# Directions for this task:
Could you copy out the lines below without changing anything?
[begin Records to process]
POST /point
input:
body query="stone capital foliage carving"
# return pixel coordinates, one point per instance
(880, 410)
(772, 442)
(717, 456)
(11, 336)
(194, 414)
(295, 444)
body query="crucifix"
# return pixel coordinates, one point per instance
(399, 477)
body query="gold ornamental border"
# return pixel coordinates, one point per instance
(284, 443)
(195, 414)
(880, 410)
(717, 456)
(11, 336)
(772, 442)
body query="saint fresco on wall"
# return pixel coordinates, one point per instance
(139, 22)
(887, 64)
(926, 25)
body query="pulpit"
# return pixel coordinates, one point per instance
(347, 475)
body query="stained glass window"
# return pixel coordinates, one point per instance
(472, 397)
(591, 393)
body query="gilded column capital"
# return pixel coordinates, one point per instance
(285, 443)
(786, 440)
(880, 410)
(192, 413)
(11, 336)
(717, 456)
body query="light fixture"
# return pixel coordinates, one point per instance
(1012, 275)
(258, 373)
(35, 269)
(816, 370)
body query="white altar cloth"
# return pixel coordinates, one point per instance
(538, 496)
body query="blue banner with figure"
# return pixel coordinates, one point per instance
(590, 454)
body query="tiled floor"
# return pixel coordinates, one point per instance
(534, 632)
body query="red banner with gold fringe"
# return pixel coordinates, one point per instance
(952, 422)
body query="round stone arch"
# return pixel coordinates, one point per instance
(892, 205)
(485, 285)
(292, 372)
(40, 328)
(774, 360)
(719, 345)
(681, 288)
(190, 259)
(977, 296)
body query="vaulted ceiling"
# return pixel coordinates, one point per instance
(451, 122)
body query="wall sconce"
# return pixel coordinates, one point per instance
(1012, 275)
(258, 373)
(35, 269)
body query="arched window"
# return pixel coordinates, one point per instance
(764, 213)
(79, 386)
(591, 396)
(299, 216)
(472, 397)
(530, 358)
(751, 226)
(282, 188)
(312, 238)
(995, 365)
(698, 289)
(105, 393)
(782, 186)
[end Records to process]
# Full output:
POST /point
input:
body query="stone capital foliage carving"
# return pixel coordinates, one point per instance
(880, 410)
(772, 442)
(717, 456)
(11, 336)
(194, 414)
(295, 444)
body query="crucifix"
# return pixel coordinates, one point per instance
(399, 477)
body query="gold ornamental border"
# return pixel coordinates, one point per instance
(284, 443)
(195, 414)
(880, 410)
(717, 456)
(11, 336)
(772, 442)
body query="saint fresco on wall"
# return pixel coordinates, one point per instance
(139, 22)
(887, 64)
(926, 25)
body query="pulpit"
# return pixel coordinates, one point per instance
(347, 475)
body query="stained glass window"
# return pixel coordinates, one point per instance
(472, 397)
(591, 393)
body query="gilded column capital"
# return pixel coordinates, one point per instance
(285, 443)
(786, 440)
(880, 410)
(192, 413)
(11, 336)
(717, 456)
body query="light fixture"
# return pixel coordinates, one point per instance
(1012, 275)
(258, 373)
(35, 269)
(816, 370)
body query="white altar cloth"
# return pixel coordinates, one point per instance
(538, 496)
body query="blue banner with figure"
# return pixel coordinates, one point per instance
(590, 454)
body query="tiled floor"
# return pixel coordinates, one point per instance
(534, 632)
body query="red banner with gold fringe"
# return pixel coordinates, one point per instance
(952, 422)
body query="round stone arch"
# return pixel coordinates, one point per instance
(892, 205)
(485, 285)
(292, 372)
(40, 328)
(774, 360)
(719, 345)
(681, 288)
(190, 259)
(977, 296)
body query="vaulted ceiling"
# return pixel coordinates, one point per instance
(451, 122)
body query="wall sconce"
# return pixel coordinates, one point per instance
(1012, 275)
(258, 373)
(35, 269)
body query="arched window"
# return pixel coordinates, one point per instance
(764, 213)
(79, 386)
(591, 396)
(299, 216)
(472, 397)
(530, 358)
(751, 226)
(282, 188)
(312, 238)
(995, 365)
(698, 289)
(105, 393)
(782, 186)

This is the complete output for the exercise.